Exercise prompt: Retype all the records with nothing changed.

Stored dataset items
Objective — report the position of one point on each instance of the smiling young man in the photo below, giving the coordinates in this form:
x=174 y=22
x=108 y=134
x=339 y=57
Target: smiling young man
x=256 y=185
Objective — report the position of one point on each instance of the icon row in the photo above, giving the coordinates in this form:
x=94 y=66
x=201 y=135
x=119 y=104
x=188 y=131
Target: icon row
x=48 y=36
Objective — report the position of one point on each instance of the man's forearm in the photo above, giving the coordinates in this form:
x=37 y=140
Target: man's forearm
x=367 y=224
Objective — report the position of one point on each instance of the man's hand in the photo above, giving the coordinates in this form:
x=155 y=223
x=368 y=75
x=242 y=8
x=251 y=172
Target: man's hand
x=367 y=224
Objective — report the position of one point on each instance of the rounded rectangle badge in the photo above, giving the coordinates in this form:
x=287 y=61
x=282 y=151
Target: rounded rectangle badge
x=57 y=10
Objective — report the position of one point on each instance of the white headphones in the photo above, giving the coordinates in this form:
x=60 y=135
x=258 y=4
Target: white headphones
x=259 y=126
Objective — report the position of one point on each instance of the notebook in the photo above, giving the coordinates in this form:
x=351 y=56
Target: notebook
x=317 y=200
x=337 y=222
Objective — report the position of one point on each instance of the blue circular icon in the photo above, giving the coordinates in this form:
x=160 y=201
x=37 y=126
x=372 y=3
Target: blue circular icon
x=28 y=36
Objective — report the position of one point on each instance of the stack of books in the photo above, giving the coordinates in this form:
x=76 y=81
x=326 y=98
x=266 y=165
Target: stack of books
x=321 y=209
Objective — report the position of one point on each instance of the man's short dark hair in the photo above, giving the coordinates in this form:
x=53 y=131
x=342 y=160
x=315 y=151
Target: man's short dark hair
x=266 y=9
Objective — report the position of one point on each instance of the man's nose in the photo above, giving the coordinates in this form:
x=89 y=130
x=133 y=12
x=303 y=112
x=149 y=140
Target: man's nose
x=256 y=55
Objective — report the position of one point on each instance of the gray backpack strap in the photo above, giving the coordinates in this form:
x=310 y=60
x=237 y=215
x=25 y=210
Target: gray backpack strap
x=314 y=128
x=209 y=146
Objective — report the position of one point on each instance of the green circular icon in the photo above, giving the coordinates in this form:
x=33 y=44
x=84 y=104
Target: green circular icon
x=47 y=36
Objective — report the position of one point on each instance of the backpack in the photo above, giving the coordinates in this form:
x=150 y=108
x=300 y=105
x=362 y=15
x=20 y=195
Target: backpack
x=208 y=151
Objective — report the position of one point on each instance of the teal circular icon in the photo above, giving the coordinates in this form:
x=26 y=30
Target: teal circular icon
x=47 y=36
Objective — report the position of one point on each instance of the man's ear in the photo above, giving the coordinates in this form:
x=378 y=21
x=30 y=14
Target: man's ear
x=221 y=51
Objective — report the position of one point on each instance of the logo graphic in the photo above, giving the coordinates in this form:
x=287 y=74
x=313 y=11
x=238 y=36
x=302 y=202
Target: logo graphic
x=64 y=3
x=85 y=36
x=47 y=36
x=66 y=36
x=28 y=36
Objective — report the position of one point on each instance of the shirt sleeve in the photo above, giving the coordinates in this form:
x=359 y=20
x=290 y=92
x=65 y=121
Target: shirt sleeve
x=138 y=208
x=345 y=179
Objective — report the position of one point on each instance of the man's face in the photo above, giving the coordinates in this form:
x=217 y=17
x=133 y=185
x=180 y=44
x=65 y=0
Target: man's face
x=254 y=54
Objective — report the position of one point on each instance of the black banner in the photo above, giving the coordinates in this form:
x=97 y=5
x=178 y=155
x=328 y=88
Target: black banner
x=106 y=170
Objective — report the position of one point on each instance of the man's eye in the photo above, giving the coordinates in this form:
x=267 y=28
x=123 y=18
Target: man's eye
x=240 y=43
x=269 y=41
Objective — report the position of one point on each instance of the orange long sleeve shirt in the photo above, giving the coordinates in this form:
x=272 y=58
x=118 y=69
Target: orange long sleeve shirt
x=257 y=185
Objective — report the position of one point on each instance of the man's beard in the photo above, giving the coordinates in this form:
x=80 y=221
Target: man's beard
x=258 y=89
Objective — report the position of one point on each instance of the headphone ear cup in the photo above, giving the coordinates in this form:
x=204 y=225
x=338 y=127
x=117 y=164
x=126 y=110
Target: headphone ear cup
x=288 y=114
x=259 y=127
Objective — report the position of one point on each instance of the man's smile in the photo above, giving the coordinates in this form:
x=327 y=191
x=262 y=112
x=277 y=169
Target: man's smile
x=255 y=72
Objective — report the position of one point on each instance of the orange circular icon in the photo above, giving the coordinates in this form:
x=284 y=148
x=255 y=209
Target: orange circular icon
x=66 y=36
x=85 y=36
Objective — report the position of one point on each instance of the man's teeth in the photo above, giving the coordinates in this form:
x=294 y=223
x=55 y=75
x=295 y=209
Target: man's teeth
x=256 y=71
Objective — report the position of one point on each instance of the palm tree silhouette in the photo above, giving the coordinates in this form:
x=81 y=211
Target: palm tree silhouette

Solution:
Objective — report the position of one point on each instance of the smiling young man in the photo below, giving the coordinates in this form:
x=174 y=22
x=108 y=134
x=339 y=57
Target: smiling young man
x=256 y=185
Objective — report the position of one point on each instance of the icon row in the photo above, giving the coordinates in this form:
x=94 y=66
x=201 y=135
x=119 y=104
x=188 y=131
Target: icon row
x=48 y=36
Objective — report the position of one point on each instance of the man's forearm in the photo above, giving the coordinates in this form:
x=37 y=140
Target: man's forearm
x=367 y=224
Objective — report the position of one point on each instance of the man's hand in the photo above, giving the coordinates in this form:
x=155 y=223
x=368 y=75
x=242 y=8
x=251 y=172
Target: man's hand
x=367 y=224
Objective — report the position of one point on each instance of the rounded rectangle badge in the photo above, giving the coordinates in this form:
x=287 y=61
x=282 y=151
Target: rounded rectangle badge
x=57 y=10
Objective — report the position of one point on each instance of the white headphones in the photo above, giving the coordinates in this form:
x=60 y=135
x=258 y=4
Target: white headphones
x=259 y=126
Objective — report the position of one point on each instance of the notebook in the photo above, giving the coordinates in this form:
x=351 y=56
Target: notebook
x=317 y=200
x=337 y=222
Objective — report the position of one point on each instance of the blue circular icon in the photo above, giving the coordinates in this form:
x=160 y=201
x=37 y=126
x=372 y=3
Target: blue circular icon
x=28 y=36
Objective — report the position of one point on each instance of the stack of books in the photo above, giving the coordinates in this form:
x=76 y=81
x=326 y=98
x=266 y=165
Target: stack of books
x=321 y=209
Objective — report the position of one point on each instance of the man's short dark hair in the photo above, giving the coordinates in this form:
x=53 y=131
x=342 y=160
x=315 y=151
Target: man's short dark hair
x=266 y=9
Objective — report the position of one point on each instance of the man's nose in the photo above, giving the coordinates in this form:
x=89 y=130
x=133 y=12
x=303 y=112
x=149 y=140
Target: man's nose
x=256 y=55
Objective — report the position of one point on each instance of the gray backpack strap in the photo above, giving the coordinates in this form:
x=310 y=60
x=237 y=215
x=25 y=210
Target: gray backpack strap
x=314 y=128
x=209 y=146
Objective — report the position of one point on each instance of the green circular icon in the photo above, giving the coordinates in this form:
x=33 y=44
x=84 y=104
Target: green circular icon
x=47 y=36
Objective — report the position of one point on each instance of the backpack in the photo above, giving the coordinates in this form:
x=150 y=108
x=300 y=105
x=362 y=15
x=20 y=195
Target: backpack
x=208 y=151
Objective — report the position of one point on each instance of the teal circular icon in the photo above, giving the coordinates in this form:
x=26 y=30
Target: teal circular icon
x=47 y=36
Objective — report the position of one point on each instance of the man's ear in the photo above, giving the coordinates in this form:
x=378 y=21
x=30 y=14
Target: man's ear
x=221 y=51
Objective — report the position of one point on each instance of the logo graphic in the photo above, giving the coordinates in this form:
x=287 y=74
x=313 y=11
x=238 y=36
x=302 y=202
Target: logo graphic
x=64 y=3
x=85 y=36
x=47 y=36
x=66 y=36
x=28 y=36
Objective — report the position of one point on each instance of the shirt sleeve in the photo above, giving the coordinates in this form:
x=359 y=20
x=290 y=92
x=65 y=121
Target: shirt sleeve
x=138 y=208
x=345 y=179
Objective — report the position of one point on each instance of the man's face in the photo above, giving the coordinates in this form:
x=217 y=17
x=133 y=185
x=180 y=44
x=65 y=0
Target: man's face
x=254 y=54
Objective — report the position of one point on each instance of the black banner in the photo above, giving the coordinates in this form:
x=97 y=5
x=178 y=155
x=328 y=88
Target: black banner
x=106 y=170
Objective — report the position of one point on each instance of the man's eye in the photo above, giving the coordinates in this form:
x=267 y=28
x=123 y=18
Target: man's eye
x=240 y=43
x=269 y=41
Objective — report the position of one point on each instance of the orange long sleeve shirt in the photo above, giving the coordinates in this form:
x=272 y=58
x=118 y=69
Target: orange long sleeve shirt
x=257 y=185
Objective — report the position of one point on each instance of the man's beard in the photo above, giving the coordinates in this form:
x=80 y=221
Target: man's beard
x=258 y=89
Objective — report the position of one point on each instance of the headphone ear cup in the photo above, giving the coordinates in this form:
x=204 y=225
x=338 y=127
x=117 y=164
x=126 y=110
Target: headphone ear cup
x=288 y=114
x=259 y=127
Objective — report the position of one point on each instance of the man's smile in the photo above, giving the coordinates in this form:
x=327 y=191
x=262 y=112
x=277 y=169
Target: man's smile
x=255 y=72
Objective — report the position of one point on each instance of the orange circular icon in the photo above, giving the coordinates in this form:
x=284 y=148
x=255 y=209
Target: orange circular icon
x=66 y=36
x=85 y=36
Objective — report the position of one point on each instance of the man's teeth in the photo above, giving the coordinates in this form:
x=294 y=223
x=55 y=75
x=295 y=209
Target: man's teeth
x=256 y=71
Objective — report the position of one point on each instance of the palm tree silhouette in the photo above, giving the coordinates in this form:
x=81 y=211
Target: palm tree silhouette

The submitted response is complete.